● ЗАДАНИЯ:
A. Перепишите отрывок о Коровине между «В. Серов. Портрет» и «нем князь Щербатов.» включительно, заменив «общим кумиром» на «всеобщим любимцем».
B. Преобразуйте все строки записей в таблицу Markdown с колонками «№» и «Строка», пропустив пустые строки.

● ОТРЫВОК:

<<<<

В. Серов. Портрет Константина Коровина

Нина Бойко
    Константин Алексеевич писал декорации для Частной оперы  Саввы Мамонтова, был, как декоратор, нов, оригинален, и  нажил немало врагов среди художников и артистов. Попутно, не придавая, казалось, большого значения, писал яркие впечатляющие картины. Легкий на подъем, влюбленный в жизнь, безалаберный и безумно талантливый, Костя Коровин был общим кумиром. «Более симпатичного, более русского человека со всеми его достоинствами и недостатками, я не знаю», –– говорил о нем князь Щербатов.

Внешний вид Коровина порой изумлял окружающих: белая рубашка лезла куда-то к горлу, собираясь  в «жабо», и Серов называл его «пажем Медичи».  У них была общая мастерская в Москве,  работали,  не мешая друг другу, только изредка Валентин Александрович делал замечания Коровину, и тот чутко к ним прислушивался:  художественный вкус  Серова  был безупречен.
 
В 1890 году по заданию Павла Михайловича Третьякова Серов и Коровин  принялись за большую работу «Христос, идущий по водам» –– для  церкви мануфактурной фабрики в Костроме. Серов писал фигуру Христа, Коровин –– небо и воду. Религиозная живопись не была им близка, и «Христос, идущий по водам» шел, словно по  паркету  гостиной.  Но  помог Михаил Александрович Врубель, тоже работавший в их мастерской.  Сначала сказал, что всегда так выходит, если заказ получают «чёрт знает кто», потом взял картон, за полчаса написал акварелью Христа, и так написал, как будто он долгие месяцы обдумывал идею, композицию и все детали этой вещи. Оба художника были изумлены и подавлены тем, что произошло на их глазах. Серов потом говорил: «Врубель шел впереди всех, и до него было не достать».

>>>>

● ЗАПИСИ ДЛЯ ОБРАБОТКИ:
<<<<

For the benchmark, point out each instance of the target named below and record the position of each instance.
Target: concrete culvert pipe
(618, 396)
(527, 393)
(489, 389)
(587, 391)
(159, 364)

>>>>

● ОТВЕТЫ:
A.
В. Серов. Портрет Константина Коровина

Нина Бойко
    Константин Алексеевич писал декорации для Частной оперы  Саввы Мамонтова, был, как декоратор, нов, оригинален, и  нажил немало врагов среди художников и артистов. Попутно, не придавая, казалось, большого значения, писал яркие впечатляющие картины. Легкий на подъем, влюбленный в жизнь, безалаберный и безумно талантливый, Костя Коровин был всеобщим любимцем. «Более симпатичного, более русского человека со всеми его достоинствами и недостатками, я не знаю», –– говорил о нем князь Щербатов.

B.
| № | Строка |
|---|---|
| 1 | For the benchmark, point out each instance of the target named below and record the position of each instance. |
| 2 | Target: concrete culvert pipe |
| 3 | (618, 396) |
| 4 | (527, 393) |
| 5 | (489, 389) |
| 6 | (587, 391) |
| 7 | (159, 364) |